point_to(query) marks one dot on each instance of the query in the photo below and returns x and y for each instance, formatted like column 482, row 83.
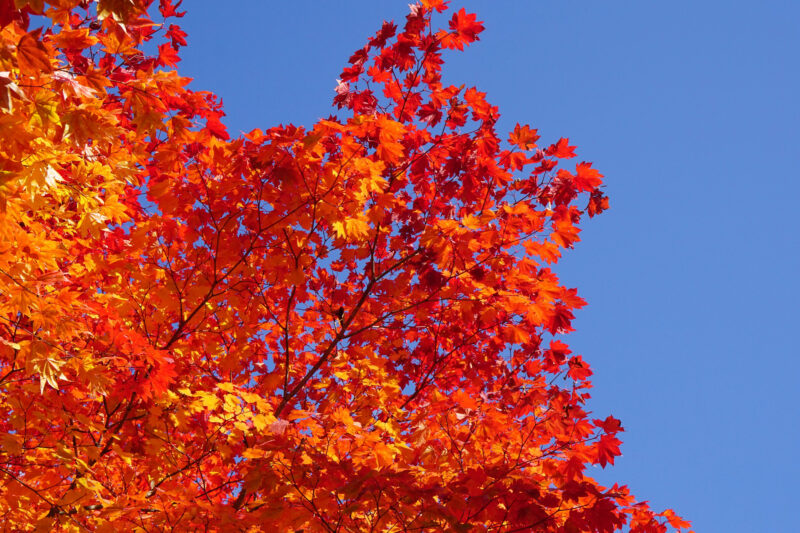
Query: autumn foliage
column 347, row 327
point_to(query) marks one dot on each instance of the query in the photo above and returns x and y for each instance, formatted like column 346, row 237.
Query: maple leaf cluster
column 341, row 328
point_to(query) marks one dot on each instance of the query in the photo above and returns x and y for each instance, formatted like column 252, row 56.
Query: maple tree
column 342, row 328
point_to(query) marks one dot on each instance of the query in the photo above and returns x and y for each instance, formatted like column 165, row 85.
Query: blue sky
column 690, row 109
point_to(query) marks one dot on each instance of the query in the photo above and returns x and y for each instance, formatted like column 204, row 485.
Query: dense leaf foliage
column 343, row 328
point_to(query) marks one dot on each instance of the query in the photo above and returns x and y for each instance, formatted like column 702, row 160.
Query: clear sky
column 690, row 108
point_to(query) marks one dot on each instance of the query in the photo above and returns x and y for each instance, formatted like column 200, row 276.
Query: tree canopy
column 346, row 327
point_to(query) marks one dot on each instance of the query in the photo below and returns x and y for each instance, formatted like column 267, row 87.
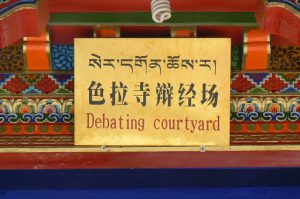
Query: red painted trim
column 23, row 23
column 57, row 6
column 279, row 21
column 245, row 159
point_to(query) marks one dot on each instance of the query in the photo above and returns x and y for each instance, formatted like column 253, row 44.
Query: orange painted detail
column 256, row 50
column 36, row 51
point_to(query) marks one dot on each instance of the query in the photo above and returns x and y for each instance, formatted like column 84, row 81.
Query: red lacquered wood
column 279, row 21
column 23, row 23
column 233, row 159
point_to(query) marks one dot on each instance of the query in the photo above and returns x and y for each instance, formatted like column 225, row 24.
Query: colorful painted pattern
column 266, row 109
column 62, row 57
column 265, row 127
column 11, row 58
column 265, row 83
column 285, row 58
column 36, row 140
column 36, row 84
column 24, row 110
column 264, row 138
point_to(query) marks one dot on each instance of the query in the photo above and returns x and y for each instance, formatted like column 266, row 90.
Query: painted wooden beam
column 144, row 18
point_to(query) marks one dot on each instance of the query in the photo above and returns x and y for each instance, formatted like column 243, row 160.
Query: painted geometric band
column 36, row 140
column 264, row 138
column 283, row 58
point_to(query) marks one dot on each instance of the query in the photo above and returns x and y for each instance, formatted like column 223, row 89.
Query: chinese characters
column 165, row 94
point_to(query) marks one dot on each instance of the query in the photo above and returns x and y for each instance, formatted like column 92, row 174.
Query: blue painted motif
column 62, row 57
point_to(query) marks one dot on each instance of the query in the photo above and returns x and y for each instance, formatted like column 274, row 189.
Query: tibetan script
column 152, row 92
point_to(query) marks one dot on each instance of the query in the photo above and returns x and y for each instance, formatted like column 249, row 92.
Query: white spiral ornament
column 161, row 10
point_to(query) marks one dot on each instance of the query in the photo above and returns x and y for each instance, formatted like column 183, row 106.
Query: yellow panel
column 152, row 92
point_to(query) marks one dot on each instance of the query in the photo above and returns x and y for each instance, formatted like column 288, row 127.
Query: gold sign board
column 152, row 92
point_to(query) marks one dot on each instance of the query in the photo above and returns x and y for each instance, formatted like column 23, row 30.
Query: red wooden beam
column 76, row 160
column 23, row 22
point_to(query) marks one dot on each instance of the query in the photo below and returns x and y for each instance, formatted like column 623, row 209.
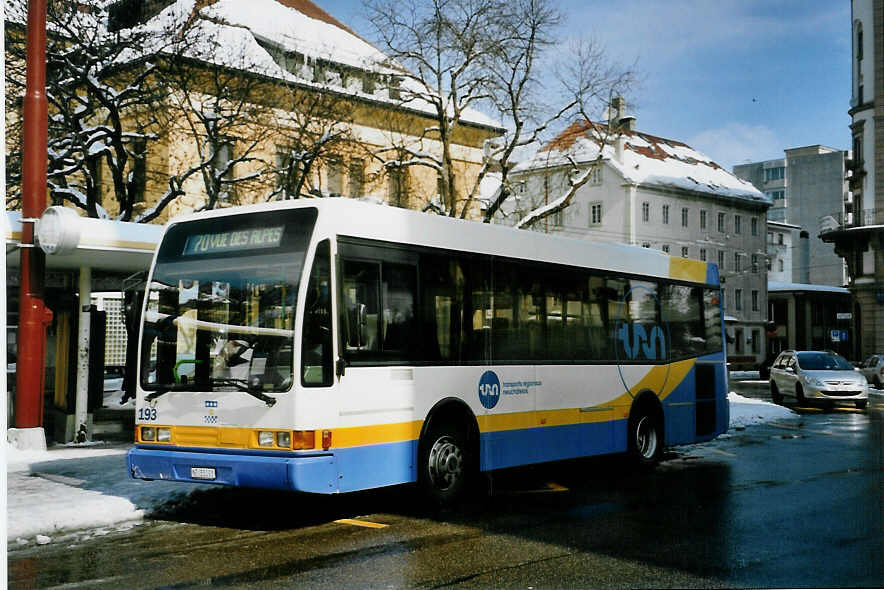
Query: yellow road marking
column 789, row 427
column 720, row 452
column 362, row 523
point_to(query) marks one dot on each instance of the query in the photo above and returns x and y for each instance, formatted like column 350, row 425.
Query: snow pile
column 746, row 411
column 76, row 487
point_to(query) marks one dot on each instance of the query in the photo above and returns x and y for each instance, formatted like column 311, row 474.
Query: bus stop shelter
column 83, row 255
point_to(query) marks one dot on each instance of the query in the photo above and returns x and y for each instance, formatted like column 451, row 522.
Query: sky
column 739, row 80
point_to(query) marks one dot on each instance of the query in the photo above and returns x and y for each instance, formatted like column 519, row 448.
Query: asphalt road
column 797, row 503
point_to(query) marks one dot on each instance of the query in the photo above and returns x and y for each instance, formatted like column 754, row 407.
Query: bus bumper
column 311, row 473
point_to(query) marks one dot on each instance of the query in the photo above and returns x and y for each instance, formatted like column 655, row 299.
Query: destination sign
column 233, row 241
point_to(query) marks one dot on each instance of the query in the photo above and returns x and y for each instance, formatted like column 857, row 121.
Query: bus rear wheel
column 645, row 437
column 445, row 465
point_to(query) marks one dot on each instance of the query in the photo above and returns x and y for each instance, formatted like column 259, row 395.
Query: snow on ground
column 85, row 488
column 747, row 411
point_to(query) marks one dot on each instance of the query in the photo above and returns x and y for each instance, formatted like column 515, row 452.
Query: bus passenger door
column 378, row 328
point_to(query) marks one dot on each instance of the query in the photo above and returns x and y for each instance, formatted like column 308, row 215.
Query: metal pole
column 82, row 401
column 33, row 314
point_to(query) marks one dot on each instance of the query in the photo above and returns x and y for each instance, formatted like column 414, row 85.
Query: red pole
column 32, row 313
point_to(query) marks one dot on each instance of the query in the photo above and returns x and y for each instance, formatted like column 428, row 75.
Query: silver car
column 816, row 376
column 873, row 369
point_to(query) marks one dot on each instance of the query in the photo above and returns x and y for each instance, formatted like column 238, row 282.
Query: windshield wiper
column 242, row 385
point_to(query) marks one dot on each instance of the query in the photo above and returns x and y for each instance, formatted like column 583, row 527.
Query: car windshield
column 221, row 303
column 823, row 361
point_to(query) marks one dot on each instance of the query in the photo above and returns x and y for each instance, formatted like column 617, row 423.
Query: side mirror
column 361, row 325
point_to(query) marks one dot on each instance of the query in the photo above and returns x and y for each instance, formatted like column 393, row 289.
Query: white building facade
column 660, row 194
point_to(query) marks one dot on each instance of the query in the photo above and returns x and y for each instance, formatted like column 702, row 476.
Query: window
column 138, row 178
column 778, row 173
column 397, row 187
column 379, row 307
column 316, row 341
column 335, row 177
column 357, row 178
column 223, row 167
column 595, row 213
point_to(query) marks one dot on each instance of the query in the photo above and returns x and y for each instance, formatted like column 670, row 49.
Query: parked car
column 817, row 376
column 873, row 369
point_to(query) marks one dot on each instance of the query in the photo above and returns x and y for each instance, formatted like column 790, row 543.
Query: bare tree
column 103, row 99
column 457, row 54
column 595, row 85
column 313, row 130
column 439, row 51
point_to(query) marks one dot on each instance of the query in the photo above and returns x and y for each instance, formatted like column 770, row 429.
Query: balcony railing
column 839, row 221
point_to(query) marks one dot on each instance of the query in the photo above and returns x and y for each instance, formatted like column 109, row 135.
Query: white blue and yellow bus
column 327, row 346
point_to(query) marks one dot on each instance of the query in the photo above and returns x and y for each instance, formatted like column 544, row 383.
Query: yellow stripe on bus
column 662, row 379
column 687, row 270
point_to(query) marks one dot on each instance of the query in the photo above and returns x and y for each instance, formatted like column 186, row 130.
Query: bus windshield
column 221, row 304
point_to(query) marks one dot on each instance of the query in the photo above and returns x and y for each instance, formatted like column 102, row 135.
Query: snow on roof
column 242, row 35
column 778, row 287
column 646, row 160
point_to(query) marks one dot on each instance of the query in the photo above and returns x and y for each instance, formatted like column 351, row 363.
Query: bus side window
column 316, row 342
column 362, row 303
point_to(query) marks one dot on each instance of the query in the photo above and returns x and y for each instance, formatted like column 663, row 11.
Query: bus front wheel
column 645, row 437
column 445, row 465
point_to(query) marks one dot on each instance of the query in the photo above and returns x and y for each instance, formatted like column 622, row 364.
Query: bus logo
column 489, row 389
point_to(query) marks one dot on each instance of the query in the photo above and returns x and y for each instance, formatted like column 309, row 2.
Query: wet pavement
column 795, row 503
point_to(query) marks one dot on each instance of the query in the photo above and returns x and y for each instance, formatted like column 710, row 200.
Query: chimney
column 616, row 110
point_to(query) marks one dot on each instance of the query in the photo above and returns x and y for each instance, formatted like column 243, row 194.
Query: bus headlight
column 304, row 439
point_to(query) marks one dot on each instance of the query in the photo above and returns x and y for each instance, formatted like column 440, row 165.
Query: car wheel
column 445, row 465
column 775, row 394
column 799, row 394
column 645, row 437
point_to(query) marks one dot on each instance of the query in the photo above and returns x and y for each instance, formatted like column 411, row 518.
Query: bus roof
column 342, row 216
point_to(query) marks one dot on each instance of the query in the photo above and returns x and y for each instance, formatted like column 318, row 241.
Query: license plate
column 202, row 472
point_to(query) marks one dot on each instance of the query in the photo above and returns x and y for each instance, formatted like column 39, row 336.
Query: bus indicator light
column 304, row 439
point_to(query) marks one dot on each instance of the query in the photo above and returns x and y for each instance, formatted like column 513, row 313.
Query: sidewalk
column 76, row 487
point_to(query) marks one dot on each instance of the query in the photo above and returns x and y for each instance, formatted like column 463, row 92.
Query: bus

===============

### How to complete this task
Among the entries above, locate the lines containing "Query: bus roof" and "39, row 336.", and transcribe exactly those two lines and all lines between.

### Output
Query: bus roof
column 342, row 216
point_to(query) marks one dot on each instance of the query in the photo above and returns x and y for each instance, formatted like column 318, row 241.
Query: license plate
column 202, row 472
point_to(query) marks one dot on each instance of the query in the photo above and returns x and y for each instance, formatted like column 39, row 336.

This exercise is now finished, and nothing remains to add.